▶ Exercise directions
In the material below, update the stretch from the line containing "the pink car" through the end of the material by replacing every "photo" with "image" and leaving all else unchanged. Leave the pictures out of your answer.

-- BEGIN Data in this exercise --

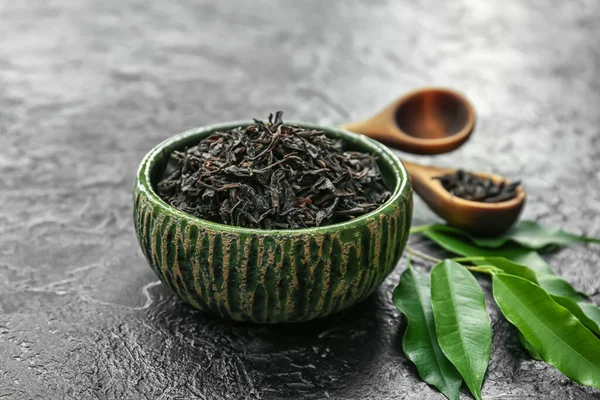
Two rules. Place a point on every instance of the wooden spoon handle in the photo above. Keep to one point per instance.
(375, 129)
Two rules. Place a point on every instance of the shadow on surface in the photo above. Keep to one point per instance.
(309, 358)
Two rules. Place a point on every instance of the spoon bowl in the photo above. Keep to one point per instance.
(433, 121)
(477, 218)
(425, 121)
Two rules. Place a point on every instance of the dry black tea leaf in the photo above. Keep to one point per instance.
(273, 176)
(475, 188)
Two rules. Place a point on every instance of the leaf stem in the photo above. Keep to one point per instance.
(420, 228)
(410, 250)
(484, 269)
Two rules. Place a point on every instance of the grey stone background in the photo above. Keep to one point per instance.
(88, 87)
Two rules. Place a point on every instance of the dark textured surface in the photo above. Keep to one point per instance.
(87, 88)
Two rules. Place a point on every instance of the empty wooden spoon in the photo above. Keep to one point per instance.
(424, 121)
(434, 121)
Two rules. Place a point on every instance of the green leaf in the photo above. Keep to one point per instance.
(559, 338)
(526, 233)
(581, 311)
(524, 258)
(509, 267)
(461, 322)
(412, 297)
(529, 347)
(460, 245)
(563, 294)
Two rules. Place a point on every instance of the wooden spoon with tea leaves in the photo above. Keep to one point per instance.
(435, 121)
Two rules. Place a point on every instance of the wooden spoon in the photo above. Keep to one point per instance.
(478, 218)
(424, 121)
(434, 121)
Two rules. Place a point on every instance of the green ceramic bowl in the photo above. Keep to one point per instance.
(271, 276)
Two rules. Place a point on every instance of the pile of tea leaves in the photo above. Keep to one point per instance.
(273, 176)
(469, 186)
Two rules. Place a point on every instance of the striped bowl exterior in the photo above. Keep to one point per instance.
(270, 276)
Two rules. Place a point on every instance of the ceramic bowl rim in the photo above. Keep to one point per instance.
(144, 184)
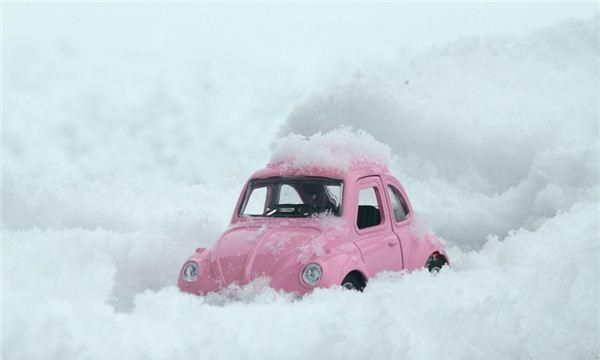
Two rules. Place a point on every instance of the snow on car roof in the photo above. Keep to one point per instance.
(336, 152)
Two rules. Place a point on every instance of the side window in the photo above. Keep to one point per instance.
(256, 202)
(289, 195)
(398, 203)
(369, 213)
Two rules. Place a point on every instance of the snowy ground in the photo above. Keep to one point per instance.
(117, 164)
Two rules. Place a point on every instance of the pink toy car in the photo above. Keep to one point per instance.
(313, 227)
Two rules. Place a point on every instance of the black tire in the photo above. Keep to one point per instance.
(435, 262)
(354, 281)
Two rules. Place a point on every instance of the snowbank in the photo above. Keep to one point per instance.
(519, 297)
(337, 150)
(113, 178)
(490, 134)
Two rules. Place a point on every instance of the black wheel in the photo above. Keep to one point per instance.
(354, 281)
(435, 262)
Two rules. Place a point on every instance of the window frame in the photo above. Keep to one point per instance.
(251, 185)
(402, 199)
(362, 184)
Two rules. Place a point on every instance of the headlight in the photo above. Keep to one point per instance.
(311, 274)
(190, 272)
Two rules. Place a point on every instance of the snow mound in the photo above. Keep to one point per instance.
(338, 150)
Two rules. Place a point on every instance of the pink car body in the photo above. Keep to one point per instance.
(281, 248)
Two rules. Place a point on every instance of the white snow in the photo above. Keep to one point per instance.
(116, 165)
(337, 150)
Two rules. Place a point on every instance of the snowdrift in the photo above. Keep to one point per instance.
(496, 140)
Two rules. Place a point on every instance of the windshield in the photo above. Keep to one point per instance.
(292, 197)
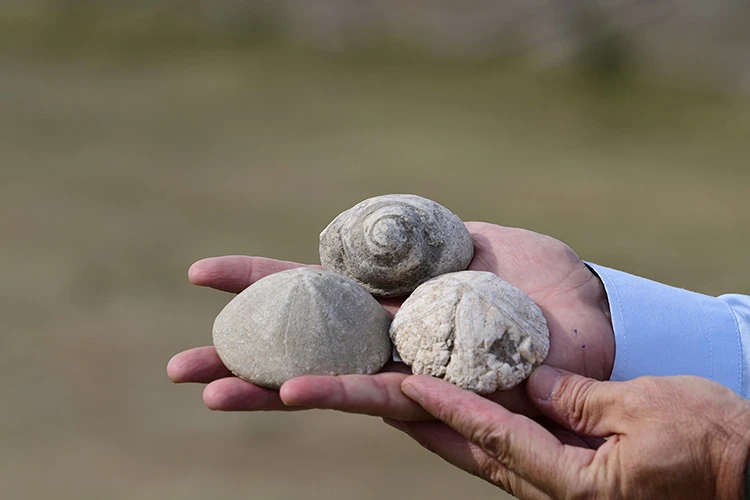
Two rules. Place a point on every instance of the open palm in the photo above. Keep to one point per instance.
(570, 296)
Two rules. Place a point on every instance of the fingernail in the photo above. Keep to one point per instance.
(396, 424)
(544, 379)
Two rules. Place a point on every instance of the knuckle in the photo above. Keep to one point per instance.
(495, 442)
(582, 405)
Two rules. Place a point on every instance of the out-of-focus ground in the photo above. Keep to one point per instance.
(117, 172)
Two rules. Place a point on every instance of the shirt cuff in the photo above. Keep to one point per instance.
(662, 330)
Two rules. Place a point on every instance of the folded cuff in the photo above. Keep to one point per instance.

-- END Data in this exercise --

▶ Right answer
Two rules. Place a point on every instance of the pink car body in the image above. Keep to one point per instance.
(281, 248)
Two rules. Place a point on every instance of the white snow in the image above. Keep to one point per instance.
(116, 165)
(337, 150)
Two rules. Place a point on every instance of the snowdrift in the image above. Keep to one point per instance.
(496, 140)
Two rules. Place a point on every instance of the windshield in the image above. Keep to one point per instance.
(292, 197)
Two rules. Place a point on every instance of the open palm in the image above. Keep to one point per instance.
(570, 296)
Two rules. Place a point on every instance of the fingernail in the image above. Keep to one point per instance.
(396, 424)
(544, 379)
Two rules. Place a point on every instance of the knuckle in the image above. Keep to one point per instance.
(495, 442)
(582, 405)
Two rules. Place a point on every instance of the out-of-focus ground in the image above. Keep to one point per instance.
(117, 172)
Two rules. Place a point on every instance of the shirt cuff in the image above. Keep to one point per instance.
(662, 330)
Two rules. Place a point on every instance of the folded cuff in the image above. Keep to one point per instance.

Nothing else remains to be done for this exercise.